以下のデータから、文字列「order」を含む行をすべて集めて書き写してください。大文字と小文字は区別する。

━━━ 本課題の入力

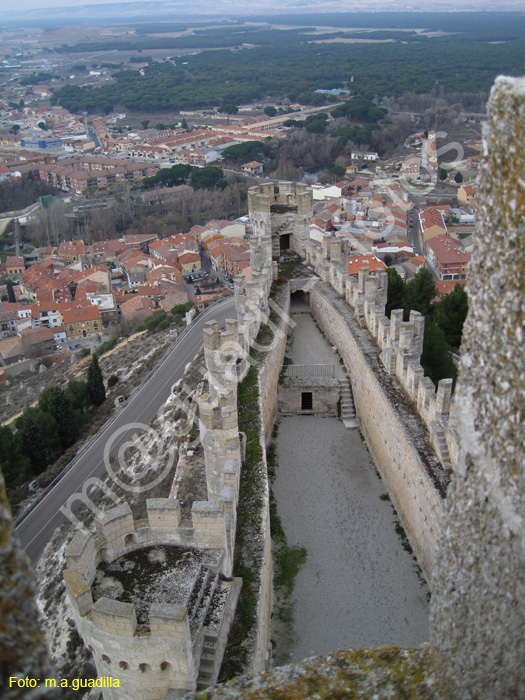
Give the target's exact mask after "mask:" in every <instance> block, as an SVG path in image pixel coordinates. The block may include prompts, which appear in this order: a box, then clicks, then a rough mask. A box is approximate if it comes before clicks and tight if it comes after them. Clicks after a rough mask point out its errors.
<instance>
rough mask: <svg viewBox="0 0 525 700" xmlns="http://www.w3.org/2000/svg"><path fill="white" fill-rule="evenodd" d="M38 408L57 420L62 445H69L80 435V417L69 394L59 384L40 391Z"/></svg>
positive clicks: (67, 445)
mask: <svg viewBox="0 0 525 700" xmlns="http://www.w3.org/2000/svg"><path fill="white" fill-rule="evenodd" d="M38 408H39V409H40V410H41V411H43V412H44V413H49V415H50V416H53V418H54V419H55V420H56V423H57V426H58V435H59V437H60V443H61V445H62V447H64V448H65V447H69V446H70V445H72V444H73V443H74V442H75V440H76V439H77V437H78V419H77V417H76V416H75V413H74V411H73V409H72V407H71V404H70V403H69V401H68V398H67V396H66V395H65V393H64V392H63V391H62V389H60V388H59V387H57V386H49V387H47V388H46V389H43V390H42V391H41V392H40V396H39V398H38Z"/></svg>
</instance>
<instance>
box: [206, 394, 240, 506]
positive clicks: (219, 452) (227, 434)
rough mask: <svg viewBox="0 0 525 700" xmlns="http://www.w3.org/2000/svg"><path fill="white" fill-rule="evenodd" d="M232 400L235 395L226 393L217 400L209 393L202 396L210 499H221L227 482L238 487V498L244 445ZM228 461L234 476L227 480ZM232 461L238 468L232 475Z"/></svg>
mask: <svg viewBox="0 0 525 700" xmlns="http://www.w3.org/2000/svg"><path fill="white" fill-rule="evenodd" d="M233 399H234V397H233V395H230V396H224V397H222V399H221V400H220V402H219V403H217V402H216V401H214V399H213V398H212V397H211V396H210V395H208V394H204V395H203V396H201V397H200V399H199V429H200V438H201V444H202V447H203V450H204V461H205V465H206V486H207V490H208V499H209V500H210V501H215V502H219V501H220V500H221V495H222V489H223V487H224V486H225V485H229V486H235V492H234V494H233V498H234V501H235V502H237V498H238V479H239V477H238V473H239V472H240V465H241V446H240V437H239V424H238V415H237V404H236V402H234V400H233ZM226 464H227V465H228V469H229V470H230V475H231V476H230V477H228V483H227V482H226V475H225V468H226ZM233 464H235V470H234V473H233V475H232V472H231V469H232V466H233ZM232 476H233V478H232Z"/></svg>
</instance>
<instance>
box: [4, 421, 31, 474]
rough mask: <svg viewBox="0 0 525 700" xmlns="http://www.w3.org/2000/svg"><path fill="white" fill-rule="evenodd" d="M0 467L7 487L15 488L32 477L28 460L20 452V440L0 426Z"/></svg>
mask: <svg viewBox="0 0 525 700" xmlns="http://www.w3.org/2000/svg"><path fill="white" fill-rule="evenodd" d="M0 467H1V469H2V471H3V473H4V476H5V481H6V484H7V485H8V486H17V485H18V484H21V483H23V482H24V481H25V480H26V479H29V478H30V477H31V475H32V473H33V472H32V470H31V463H30V461H29V459H28V458H27V457H26V456H25V455H23V454H22V452H21V451H20V439H19V438H18V436H17V435H15V434H14V433H13V431H12V430H11V428H8V427H7V426H6V425H2V426H0Z"/></svg>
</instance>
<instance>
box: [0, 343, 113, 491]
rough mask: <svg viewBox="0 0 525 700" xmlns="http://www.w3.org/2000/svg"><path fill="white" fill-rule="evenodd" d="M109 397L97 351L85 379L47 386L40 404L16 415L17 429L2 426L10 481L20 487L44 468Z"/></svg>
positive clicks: (7, 481) (51, 463) (9, 483)
mask: <svg viewBox="0 0 525 700" xmlns="http://www.w3.org/2000/svg"><path fill="white" fill-rule="evenodd" d="M105 398H106V389H105V386H104V379H103V376H102V371H101V369H100V366H99V363H98V358H97V356H96V355H93V357H92V358H91V362H90V364H89V366H88V370H87V377H86V381H85V382H82V381H77V380H71V381H70V382H68V385H67V387H66V389H65V390H63V389H60V388H59V387H56V386H51V387H47V388H46V389H43V390H42V391H41V392H40V396H39V398H38V404H37V405H36V406H26V408H25V409H24V411H23V413H22V414H21V415H20V416H19V417H18V418H17V419H16V421H15V427H16V430H15V432H13V431H12V430H11V428H10V427H8V426H5V425H3V426H0V469H1V471H2V472H3V474H4V477H5V480H6V485H7V486H8V487H16V486H18V485H20V484H22V483H23V482H24V481H27V480H28V479H31V478H32V477H34V476H38V475H39V474H41V473H42V472H44V471H45V470H46V468H47V467H48V466H49V465H50V464H52V463H53V462H54V461H55V460H56V459H58V458H59V457H60V455H61V454H63V452H64V451H65V450H66V449H67V448H68V447H71V445H72V444H73V443H74V442H75V441H76V440H77V438H78V437H79V435H80V432H81V430H82V427H83V426H85V425H86V424H87V423H89V422H90V420H91V413H90V408H91V407H92V406H94V407H96V406H100V405H101V404H102V403H103V402H104V400H105Z"/></svg>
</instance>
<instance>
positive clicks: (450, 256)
mask: <svg viewBox="0 0 525 700" xmlns="http://www.w3.org/2000/svg"><path fill="white" fill-rule="evenodd" d="M427 246H428V247H429V248H431V249H432V250H433V251H434V253H435V255H436V258H437V259H438V260H439V262H440V263H468V262H470V253H466V252H465V249H464V248H463V246H462V245H461V243H458V241H456V240H455V238H451V237H450V236H436V237H435V238H432V240H430V241H428V243H427Z"/></svg>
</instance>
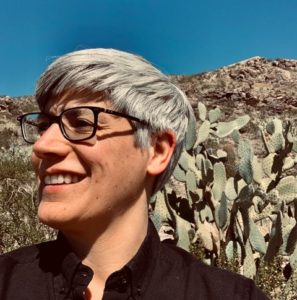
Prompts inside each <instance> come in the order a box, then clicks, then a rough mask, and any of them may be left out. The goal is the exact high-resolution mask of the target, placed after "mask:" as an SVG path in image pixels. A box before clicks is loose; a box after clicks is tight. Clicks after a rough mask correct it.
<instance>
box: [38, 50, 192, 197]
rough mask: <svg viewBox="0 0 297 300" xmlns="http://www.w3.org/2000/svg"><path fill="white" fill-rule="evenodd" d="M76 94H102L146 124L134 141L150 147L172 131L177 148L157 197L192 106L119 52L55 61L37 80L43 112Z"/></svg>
mask: <svg viewBox="0 0 297 300" xmlns="http://www.w3.org/2000/svg"><path fill="white" fill-rule="evenodd" d="M67 91H71V93H72V91H73V92H74V94H75V93H76V92H77V93H83V92H86V93H89V94H90V93H91V94H98V93H102V95H103V96H106V97H107V99H108V100H109V101H110V102H111V103H112V106H113V109H115V110H117V111H119V112H122V113H126V114H129V115H132V116H135V117H137V118H139V119H141V120H144V121H145V122H146V123H147V124H148V125H143V124H140V123H137V122H136V123H135V126H136V129H137V130H136V131H135V143H136V145H137V146H138V147H140V148H142V149H145V148H147V147H148V146H149V145H150V142H151V138H152V137H153V136H154V135H157V134H160V133H162V132H165V131H166V130H171V131H173V132H174V133H175V135H176V141H177V144H176V148H175V150H174V153H173V156H172V158H171V161H170V163H169V165H168V166H167V168H166V170H165V171H164V172H163V173H162V174H160V175H159V176H158V178H157V179H156V181H155V186H154V190H153V193H156V192H157V191H158V190H160V189H161V188H162V187H163V186H164V185H165V183H166V182H167V181H168V180H169V178H170V176H171V174H172V172H173V170H174V168H175V166H176V164H177V162H178V159H179V157H180V154H181V151H182V149H183V145H184V140H185V135H186V132H187V128H188V124H189V121H190V118H194V114H193V110H192V107H191V105H190V103H189V101H188V99H187V97H186V96H185V94H184V93H183V92H182V91H181V90H180V89H179V88H178V87H177V86H176V85H174V84H173V83H172V82H171V81H170V80H169V78H168V77H167V76H165V75H164V74H162V73H161V72H160V71H159V70H158V69H156V68H155V67H153V66H152V65H151V64H150V63H149V62H148V61H146V60H145V59H143V58H142V57H139V56H137V55H134V54H131V53H127V52H123V51H119V50H114V49H102V48H98V49H85V50H80V51H75V52H72V53H69V54H66V55H64V56H62V57H59V58H58V59H56V60H55V61H54V62H53V63H52V64H51V65H50V66H49V67H48V68H47V69H46V70H45V72H44V73H43V74H42V75H41V77H40V79H39V80H38V82H37V86H36V93H35V97H36V100H37V103H38V105H39V107H40V109H41V111H43V110H44V109H45V107H46V104H47V102H48V101H49V100H50V99H51V98H52V97H57V96H59V95H62V94H63V93H66V92H67Z"/></svg>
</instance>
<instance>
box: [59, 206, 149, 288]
mask: <svg viewBox="0 0 297 300" xmlns="http://www.w3.org/2000/svg"><path fill="white" fill-rule="evenodd" d="M102 223H105V225H104V226H101V225H102ZM102 227H103V228H102ZM147 227H148V209H147V204H146V202H145V203H144V202H138V203H137V204H136V205H135V206H134V207H132V208H131V209H130V210H129V211H127V212H125V213H123V214H122V215H120V216H117V217H115V218H114V219H113V220H112V221H110V222H109V223H108V222H101V220H100V222H97V223H96V224H94V226H92V227H91V228H94V229H95V230H91V228H90V226H88V227H87V229H86V230H85V231H80V232H79V233H78V232H76V233H74V232H71V233H70V232H63V233H64V235H65V236H66V238H67V239H68V241H69V243H70V245H71V247H72V249H73V250H74V252H75V253H76V254H77V255H78V256H79V257H80V258H81V260H82V262H83V263H84V264H85V265H87V266H89V267H90V268H91V269H92V270H93V272H94V277H93V280H94V281H96V282H97V285H102V286H103V287H104V284H105V281H106V279H107V278H108V276H109V275H110V274H111V273H113V272H115V271H117V270H119V269H121V268H122V267H123V266H124V265H125V264H127V263H128V262H129V261H130V260H131V259H132V258H133V257H134V255H135V254H136V253H137V251H138V249H139V247H140V245H141V243H142V242H143V240H144V238H145V236H146V233H147Z"/></svg>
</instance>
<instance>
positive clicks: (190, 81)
mask: <svg viewBox="0 0 297 300" xmlns="http://www.w3.org/2000/svg"><path fill="white" fill-rule="evenodd" d="M171 78H172V81H173V82H175V83H177V84H178V85H179V86H180V87H181V89H182V90H183V91H184V92H185V93H186V95H187V96H188V97H189V99H190V101H191V104H192V105H193V107H194V108H195V107H197V103H198V101H201V102H203V103H204V104H205V105H206V106H207V107H208V109H211V108H214V107H216V106H219V107H220V108H221V110H222V111H223V112H224V115H223V119H225V120H228V119H232V118H234V116H238V115H242V114H249V115H250V116H251V119H252V121H251V126H252V127H253V124H258V123H259V122H261V120H263V119H267V118H271V117H280V118H281V119H283V120H284V119H290V120H291V121H292V122H293V125H295V124H297V85H296V82H297V60H287V59H277V60H268V59H265V58H261V57H253V58H250V59H247V60H244V61H241V62H238V63H236V64H232V65H229V66H225V67H223V68H220V69H218V70H214V71H210V72H205V73H201V74H196V75H174V76H171ZM36 109H37V108H36V105H35V104H34V98H33V97H32V96H24V97H17V98H12V97H9V96H2V97H1V96H0V130H3V129H5V128H10V129H11V130H13V131H14V132H17V127H16V125H17V122H16V116H17V115H19V114H21V113H23V112H28V111H32V110H36ZM294 127H295V126H294ZM252 131H253V130H252ZM250 138H251V139H253V136H251V137H250Z"/></svg>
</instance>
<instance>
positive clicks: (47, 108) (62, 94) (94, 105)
mask: <svg viewBox="0 0 297 300" xmlns="http://www.w3.org/2000/svg"><path fill="white" fill-rule="evenodd" d="M84 105H90V106H100V107H103V108H111V107H112V103H111V101H110V100H108V99H107V97H106V96H105V95H103V94H102V93H97V94H94V93H93V94H92V93H87V92H83V93H82V92H81V93H75V92H67V93H63V94H61V95H57V96H54V97H51V98H50V99H49V100H48V102H47V103H46V105H45V108H44V111H45V112H50V113H53V114H59V113H61V112H62V111H64V110H65V109H68V108H74V107H78V106H84Z"/></svg>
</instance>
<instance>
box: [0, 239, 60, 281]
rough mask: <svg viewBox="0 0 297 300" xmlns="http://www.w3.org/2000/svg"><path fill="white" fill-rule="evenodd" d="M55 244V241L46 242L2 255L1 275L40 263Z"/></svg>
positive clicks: (0, 262) (1, 264) (23, 248)
mask: <svg viewBox="0 0 297 300" xmlns="http://www.w3.org/2000/svg"><path fill="white" fill-rule="evenodd" d="M54 244H55V241H50V242H44V243H41V244H36V245H32V246H27V247H22V248H19V249H17V250H14V251H11V252H7V253H4V254H2V255H0V269H1V275H3V274H5V272H12V270H13V269H16V268H24V267H25V266H26V265H28V266H29V265H32V264H35V263H38V261H39V259H40V258H41V257H42V256H44V255H45V254H46V253H49V252H50V251H51V249H52V248H53V245H54ZM1 275H0V277H1Z"/></svg>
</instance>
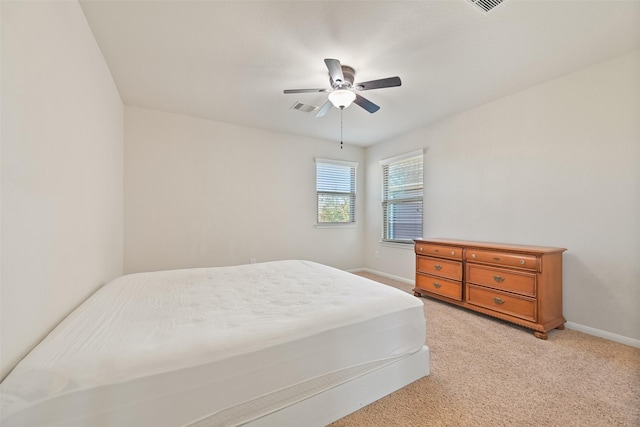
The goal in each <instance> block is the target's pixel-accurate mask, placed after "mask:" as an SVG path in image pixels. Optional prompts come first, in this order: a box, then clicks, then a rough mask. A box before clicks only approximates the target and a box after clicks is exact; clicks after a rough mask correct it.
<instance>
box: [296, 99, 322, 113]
mask: <svg viewBox="0 0 640 427" xmlns="http://www.w3.org/2000/svg"><path fill="white" fill-rule="evenodd" d="M291 109H292V110H300V111H303V112H305V113H312V112H314V111H316V110H317V109H318V107H316V106H315V105H309V104H303V103H302V102H298V101H296V103H295V104H293V105H292V106H291Z"/></svg>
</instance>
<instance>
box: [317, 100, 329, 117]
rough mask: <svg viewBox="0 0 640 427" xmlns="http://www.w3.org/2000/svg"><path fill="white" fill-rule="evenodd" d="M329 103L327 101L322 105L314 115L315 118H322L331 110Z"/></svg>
mask: <svg viewBox="0 0 640 427" xmlns="http://www.w3.org/2000/svg"><path fill="white" fill-rule="evenodd" d="M331 105H333V104H331V101H327V102H325V103H324V105H323V106H322V107H320V109H319V110H318V112H317V113H316V117H324V116H325V115H326V114H327V112H329V110H330V109H331Z"/></svg>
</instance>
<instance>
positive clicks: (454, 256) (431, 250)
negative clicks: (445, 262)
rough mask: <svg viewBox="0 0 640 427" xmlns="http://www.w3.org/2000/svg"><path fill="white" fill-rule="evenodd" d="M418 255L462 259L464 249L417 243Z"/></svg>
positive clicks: (428, 243) (444, 246) (429, 244)
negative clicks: (425, 255) (463, 249)
mask: <svg viewBox="0 0 640 427" xmlns="http://www.w3.org/2000/svg"><path fill="white" fill-rule="evenodd" d="M416 254H418V255H432V256H439V257H443V258H451V259H462V248H458V247H454V246H443V245H434V244H431V243H416Z"/></svg>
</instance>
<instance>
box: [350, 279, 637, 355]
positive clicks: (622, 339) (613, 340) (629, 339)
mask: <svg viewBox="0 0 640 427" xmlns="http://www.w3.org/2000/svg"><path fill="white" fill-rule="evenodd" d="M349 271H350V272H352V273H358V272H361V271H364V272H366V273H371V274H375V275H378V276H382V277H387V278H389V279H393V280H398V281H400V282H404V283H409V284H411V285H415V280H410V279H407V278H405V277H400V276H394V275H392V274H388V273H384V272H382V271H376V270H371V269H370V268H357V269H354V270H349ZM565 326H566V327H567V328H569V329H573V330H574V331H578V332H583V333H585V334H589V335H593V336H595V337H599V338H604V339H607V340H609V341H613V342H617V343H620V344H625V345H628V346H631V347H636V348H640V340H637V339H635V338H629V337H625V336H624V335H618V334H614V333H613V332H608V331H603V330H601V329H596V328H591V327H589V326H585V325H581V324H579V323H574V322H567V323H565Z"/></svg>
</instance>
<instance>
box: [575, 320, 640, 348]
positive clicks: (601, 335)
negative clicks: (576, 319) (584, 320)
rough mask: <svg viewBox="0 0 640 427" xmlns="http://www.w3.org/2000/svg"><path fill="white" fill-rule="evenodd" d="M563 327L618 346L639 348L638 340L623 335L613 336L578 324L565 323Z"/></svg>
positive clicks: (614, 335) (603, 332)
mask: <svg viewBox="0 0 640 427" xmlns="http://www.w3.org/2000/svg"><path fill="white" fill-rule="evenodd" d="M565 326H566V327H567V328H569V329H573V330H574V331H578V332H584V333H585V334H589V335H593V336H596V337H600V338H604V339H607V340H609V341H614V342H618V343H620V344H625V345H629V346H631V347H636V348H640V340H637V339H635V338H629V337H625V336H624V335H618V334H614V333H613V332H607V331H603V330H601V329H596V328H591V327H589V326H584V325H581V324H579V323H573V322H567V323H565Z"/></svg>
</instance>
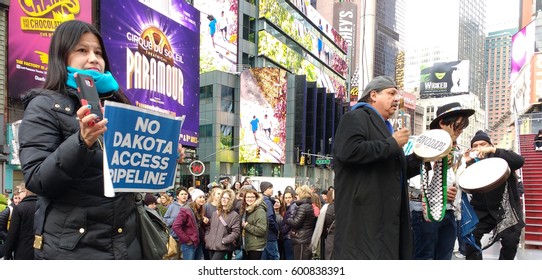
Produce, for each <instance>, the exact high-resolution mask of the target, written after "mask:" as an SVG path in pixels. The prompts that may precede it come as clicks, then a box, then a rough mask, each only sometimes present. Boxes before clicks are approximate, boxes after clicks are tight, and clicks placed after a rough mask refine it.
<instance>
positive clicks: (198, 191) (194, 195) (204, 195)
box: [190, 189, 205, 201]
mask: <svg viewBox="0 0 542 280" xmlns="http://www.w3.org/2000/svg"><path fill="white" fill-rule="evenodd" d="M200 196H205V194H204V193H203V191H202V190H200V189H194V190H193V191H192V192H190V197H191V198H192V201H195V200H196V199H197V198H198V197H200Z"/></svg>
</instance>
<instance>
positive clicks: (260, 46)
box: [258, 30, 346, 101]
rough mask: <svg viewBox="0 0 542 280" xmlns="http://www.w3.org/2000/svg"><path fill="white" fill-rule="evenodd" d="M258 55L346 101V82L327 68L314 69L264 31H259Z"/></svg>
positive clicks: (284, 44) (311, 64) (292, 50)
mask: <svg viewBox="0 0 542 280" xmlns="http://www.w3.org/2000/svg"><path fill="white" fill-rule="evenodd" d="M258 40H259V41H258V55H263V56H266V57H267V58H269V59H270V60H272V61H274V62H275V63H277V64H278V65H281V66H282V67H284V68H286V69H288V70H289V71H290V72H292V73H294V74H296V75H306V76H307V81H309V82H317V83H318V86H319V87H325V88H326V90H327V92H330V93H335V97H336V98H339V99H341V100H343V101H344V100H345V99H346V82H345V81H344V80H343V79H342V78H341V77H340V76H339V75H337V74H336V73H335V72H333V71H331V70H329V69H328V68H327V67H316V65H314V64H313V63H312V62H310V61H309V60H307V59H306V58H305V57H304V56H303V55H301V54H299V53H298V52H296V51H294V50H292V49H291V48H290V47H288V46H287V45H286V44H284V43H282V42H281V41H279V40H278V39H277V38H275V37H274V36H273V35H271V34H269V33H267V32H266V31H265V30H260V31H259V36H258Z"/></svg>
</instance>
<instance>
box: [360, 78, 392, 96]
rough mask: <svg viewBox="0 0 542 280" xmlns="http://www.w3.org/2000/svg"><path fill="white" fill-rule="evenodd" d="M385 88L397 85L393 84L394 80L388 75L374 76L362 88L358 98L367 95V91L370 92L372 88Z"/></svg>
mask: <svg viewBox="0 0 542 280" xmlns="http://www.w3.org/2000/svg"><path fill="white" fill-rule="evenodd" d="M387 88H397V85H396V84H395V81H394V80H393V78H392V77H388V76H378V77H375V78H374V79H373V80H372V81H370V82H369V83H368V84H367V86H366V87H365V89H364V90H363V93H362V94H361V96H360V99H362V98H364V97H365V96H367V95H369V93H371V91H373V90H376V91H381V90H383V89H387Z"/></svg>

━━━━━━

→ **課題の解答**
Give the target's exact mask after "mask:" in every <instance> block, as an SVG path in image pixel coordinates. The block may include prompts, which appear in this order: a box, then clicks, then a rough mask. A box is approximate if it comes before clicks and tight if it comes after them. Clicks after a rough mask point out its errors.
Prompts inside each <instance> come in the order a box, then clicks, then a rough mask, and any of them may be left out. The goal is the exact high-resolution mask of the target, placed after "mask:" as an SVG path in image pixels. A box before clicks is loose; a box after clicks is tight. Clicks after a rough mask correct it.
The goal in each <instance> block is the target's pixel-accurate mask, placed after "mask:" as an SVG path in image pixels. Optional prompts come first, in this order: a box, then clicks, then a rough mask. A box before clicks only approximates the target and a box after clicks is exact; clicks after a rough mask correct it.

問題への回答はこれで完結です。